_Required task 1:_ In the forum reply about dns.msftncsi.com lookups, take the part that begins with "That's an interesting" and ends with "wrong to me." and write it out again, replacing "ULA address" with "private address".
_Required task 2:_ Continue the forum reply about dns.msftncsi.com lookups from the point where it stops.

_Document passage:_
--- BEGIN ---

I don't have (or route) IPv6 but nothing stops an IPv4 lookup requesting and getting an IPv6 response. The primary machine doing the queries on my LAN is a corporate machine (typically on a VPN) and has IPv6 enabled. I think the other queries (when I see them) are hitting the (then) cached result.

That's an interesting find, thank you. :slight_smile:
My upstream unbound does return an empty AAAA record for dns.msftncsi.com , so this completely escaped me. Virtually every other DNS server I tried (including all of Pi-hole's tickable upstreams) returned that ULA address - which seems outright wrong to me.

Now, if you exempt that domain via rebind-domain-ok, you would half-way open the door for a successful DNS rebind attack via dns.msftncsi.com.

Instead of allowing that, blocking those misconfigured AAAA records for dns.msftncsi.com would seem the better choice.

--- END ---

_Material provided:_
--- BEGIN ---

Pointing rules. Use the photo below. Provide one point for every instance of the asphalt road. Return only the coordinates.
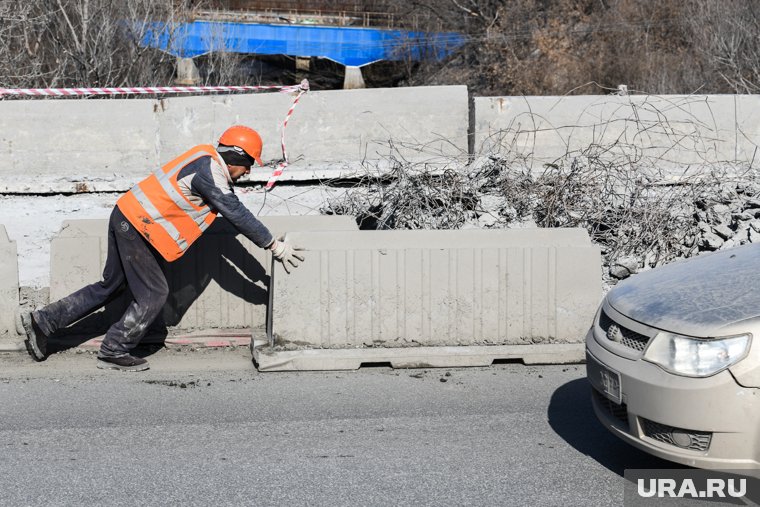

--- END ---

_Expected output 1:_
That's an interesting find, thank you. :slight_smile:
My upstream unbound does return an empty AAAA record for dns.msftncsi.com , so this completely escaped me. Virtually every other DNS server I tried (including all of Pi-hole's tickable upstreams) returned that private address - which seems outright wrong to me.

_Expected output 2:_
Add the following regex to your blocked domains

dns.msftncsi.com;querytype=aaaa

Note that doing so may or may not confuse Windows connectivity checks for IPv6, although connection attempts to the original fd3e:4f5a:5b81::1 would fail anyway (unless your router by chance happens to use that very ULA prefix and interface identifier for itself).
Your network does not have IPv6 connectivity anyway, so that may be irrelevant in your specific case.

So all in all, to find the cause for a possible DNS-rebind attack detected: name.domain warning, you should run the following command sequentially against all your configured upstreams (including any Conditional Forwarding target IPs):

nslookup name.domain dns.ser.ver.ip

in your case e.g.

nslookup -p=9001 dns.msftncsi.com 10.74.90.136

(where -p=9001 is additionally necessary for your custom port).

If you spot any private range IP addresses in the results, you've found the trigger for the rebind warning.

You then have a choice of switching to a DNS server that does not supply a private IP address result, blocking that specific domain or record, or defining an exemption via rebind-domain-ok=name.domain.
I'd recommend the latter strictly to be used for local hostnames only, and resort to one of the former two for public domains.

(EDIT: I took the freedom to change your topic's title to include dns.msftncsi.com, so other users stumbling over that same warning may find your post more easily.)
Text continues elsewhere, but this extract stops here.